*** Opening The data ***

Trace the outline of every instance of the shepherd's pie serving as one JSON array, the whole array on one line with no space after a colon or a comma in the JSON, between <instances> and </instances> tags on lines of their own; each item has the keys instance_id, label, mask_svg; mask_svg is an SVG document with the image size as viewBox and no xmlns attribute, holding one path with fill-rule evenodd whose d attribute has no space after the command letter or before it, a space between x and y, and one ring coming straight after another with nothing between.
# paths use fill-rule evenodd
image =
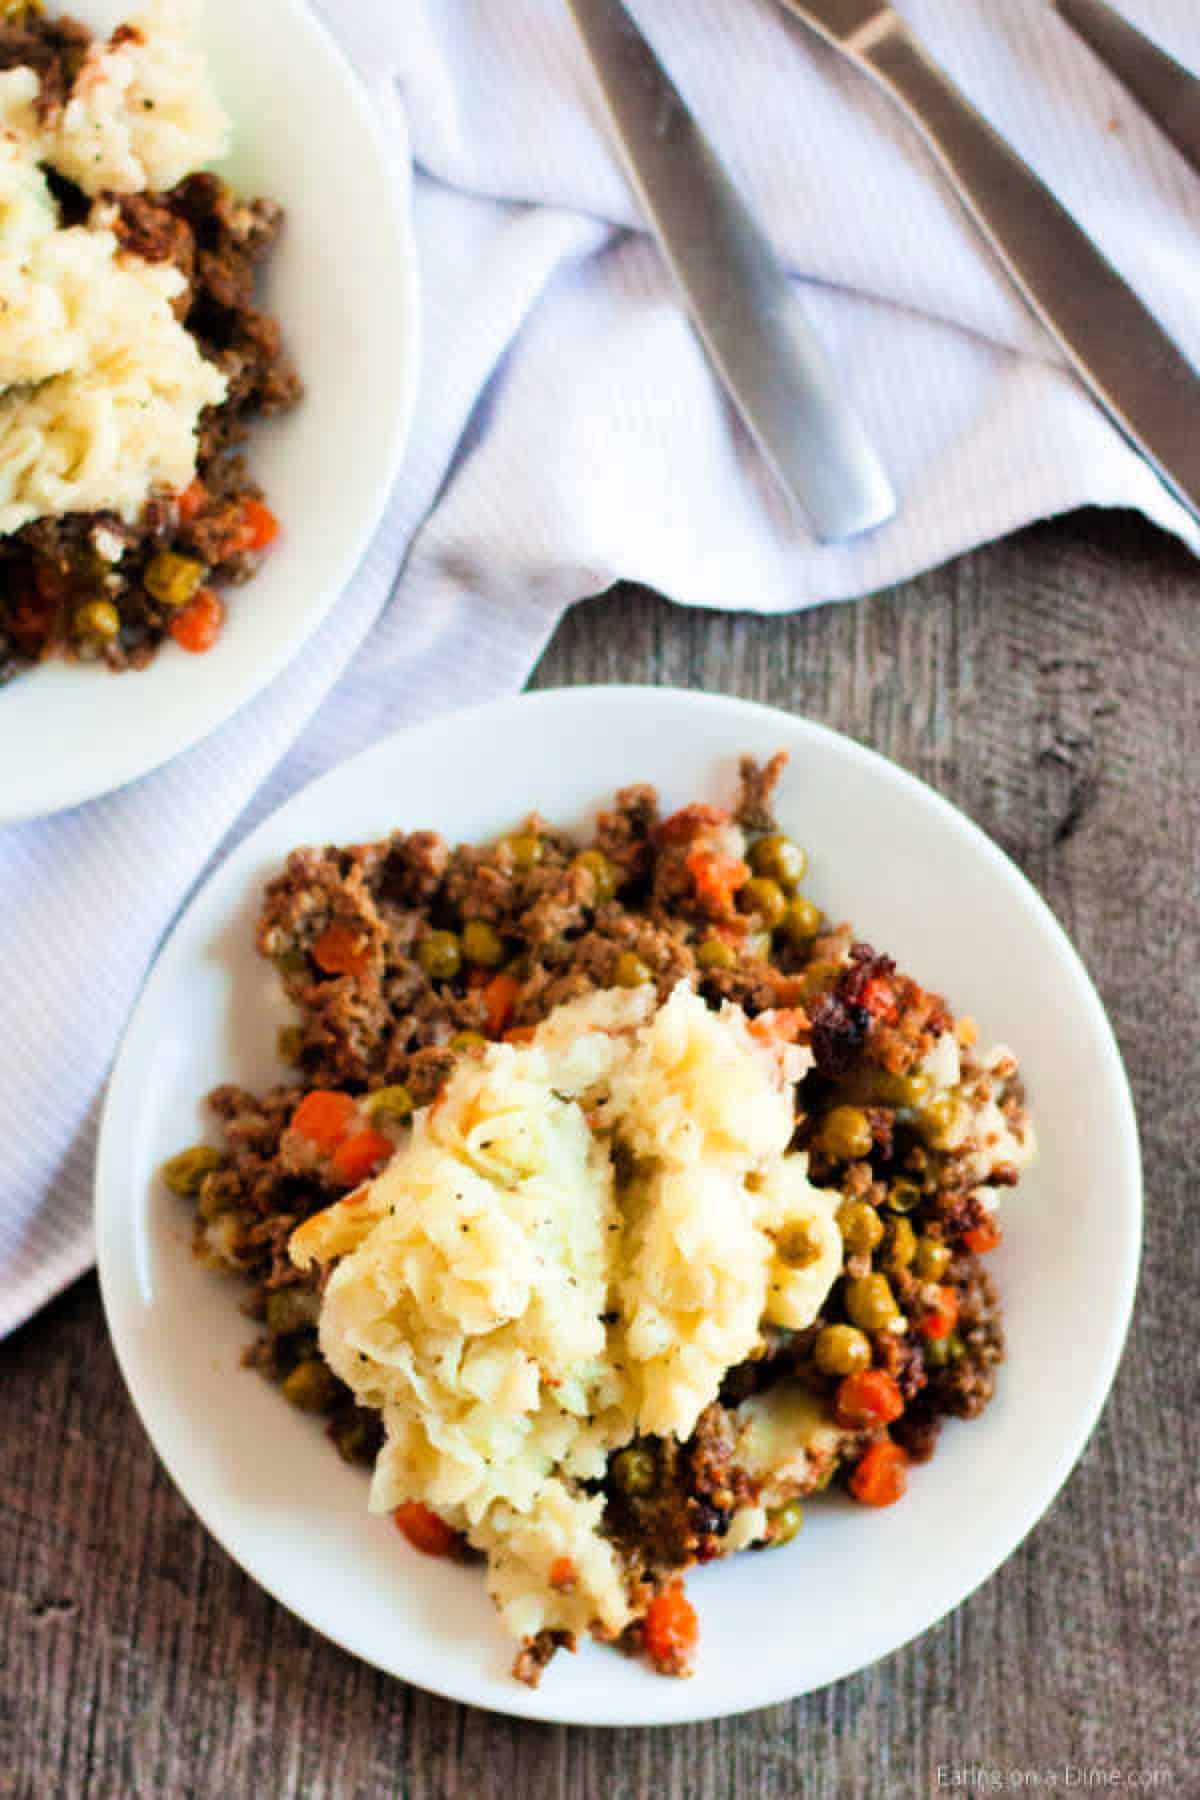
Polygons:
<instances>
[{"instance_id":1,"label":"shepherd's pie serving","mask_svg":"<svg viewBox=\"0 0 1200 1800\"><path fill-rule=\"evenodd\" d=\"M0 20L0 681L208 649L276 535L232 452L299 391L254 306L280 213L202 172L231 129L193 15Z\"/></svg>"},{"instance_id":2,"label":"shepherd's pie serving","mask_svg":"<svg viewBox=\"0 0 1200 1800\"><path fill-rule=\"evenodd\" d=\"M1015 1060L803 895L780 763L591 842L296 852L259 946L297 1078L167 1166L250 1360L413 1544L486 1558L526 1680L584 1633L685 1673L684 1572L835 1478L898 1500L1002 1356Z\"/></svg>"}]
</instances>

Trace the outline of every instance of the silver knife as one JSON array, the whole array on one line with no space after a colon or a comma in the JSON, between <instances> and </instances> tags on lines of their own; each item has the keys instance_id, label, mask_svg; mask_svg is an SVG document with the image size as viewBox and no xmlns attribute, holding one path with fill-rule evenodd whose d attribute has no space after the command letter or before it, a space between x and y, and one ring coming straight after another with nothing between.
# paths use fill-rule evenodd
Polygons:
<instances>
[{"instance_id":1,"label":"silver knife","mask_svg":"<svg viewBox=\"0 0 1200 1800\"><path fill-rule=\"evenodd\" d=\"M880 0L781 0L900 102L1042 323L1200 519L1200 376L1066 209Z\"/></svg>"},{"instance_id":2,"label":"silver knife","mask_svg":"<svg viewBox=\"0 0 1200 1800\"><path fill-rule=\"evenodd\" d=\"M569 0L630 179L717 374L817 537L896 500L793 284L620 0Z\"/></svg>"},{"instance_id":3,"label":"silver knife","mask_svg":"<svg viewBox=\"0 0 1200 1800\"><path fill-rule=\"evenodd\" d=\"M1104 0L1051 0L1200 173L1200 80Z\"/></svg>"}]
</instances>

*** Closing The data ***
*** Opening The data ***

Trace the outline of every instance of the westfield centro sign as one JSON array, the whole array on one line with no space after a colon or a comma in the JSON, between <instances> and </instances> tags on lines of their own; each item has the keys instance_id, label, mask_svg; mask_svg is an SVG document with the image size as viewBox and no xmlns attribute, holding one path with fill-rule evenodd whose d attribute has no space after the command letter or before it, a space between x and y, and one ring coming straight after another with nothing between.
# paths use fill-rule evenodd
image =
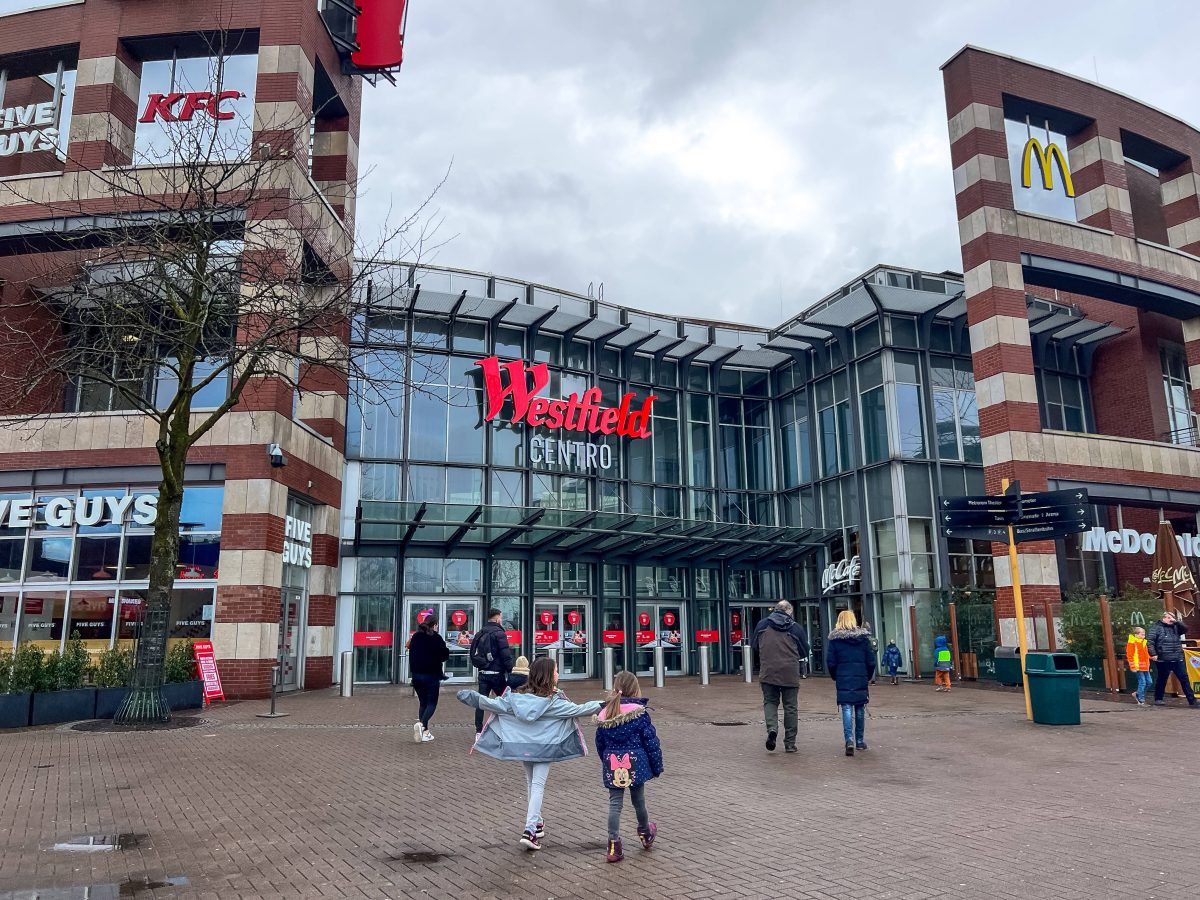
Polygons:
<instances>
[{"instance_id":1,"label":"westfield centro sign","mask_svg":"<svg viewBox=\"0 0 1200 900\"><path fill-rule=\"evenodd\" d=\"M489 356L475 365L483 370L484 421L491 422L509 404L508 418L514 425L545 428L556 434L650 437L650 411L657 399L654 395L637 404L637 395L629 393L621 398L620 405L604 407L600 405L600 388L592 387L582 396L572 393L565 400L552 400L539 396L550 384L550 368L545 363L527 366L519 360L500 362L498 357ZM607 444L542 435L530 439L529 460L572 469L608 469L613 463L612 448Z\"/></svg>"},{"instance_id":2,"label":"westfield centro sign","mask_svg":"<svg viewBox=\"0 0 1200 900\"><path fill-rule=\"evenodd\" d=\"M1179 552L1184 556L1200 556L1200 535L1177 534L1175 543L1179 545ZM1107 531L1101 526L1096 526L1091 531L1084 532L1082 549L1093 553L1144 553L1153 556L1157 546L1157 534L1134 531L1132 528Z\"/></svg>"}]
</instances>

*** Closing The data ***

• **What is being asked**:
Lines above with the string "JSON" need to be found and copied.

• **Output for this task**:
Trace the outline of every instance of the shepherd's pie serving as one JSON array, the whole array on one line with no space after a colon or a comma in the JSON, between <instances> and </instances> tags on lines of their own; each item has the keys instance_id, label, mask_svg; mask_svg is an SVG document with the image size as viewBox and no xmlns attribute, holding one path with fill-rule evenodd whose d attribute has no space after the command letter or before it, a space between x and y, and one ring coming straight after another with nothing between.
Trace the outline of every instance of the silver knife as one JSON array, the whole array on one line with no space after a colon or a comma in the JSON, between <instances> and </instances> tags on lines of their own; each item has the keys instance_id, label, mask_svg; mask_svg is an SVG document with the image size as viewBox and no xmlns attribute, holding one path with fill-rule evenodd whose d attribute has no space after the command letter or before it, a space between x and y, and one ring coming straight after another with nothing between.
Trace the outline of every instance of the westfield centro sign as one JSON array, the whole array on one line with no space after a colon or a comma in the JSON, between <instances> and </instances> tags on lines of their own; each item has the keys instance_id, label, mask_svg; mask_svg is an SVG document with the image size as viewBox and no xmlns attribute, holding one path with fill-rule evenodd whose d attribute has no space after the command letter or before it, a space between x and y, and one ring coming straight after another with nothing between.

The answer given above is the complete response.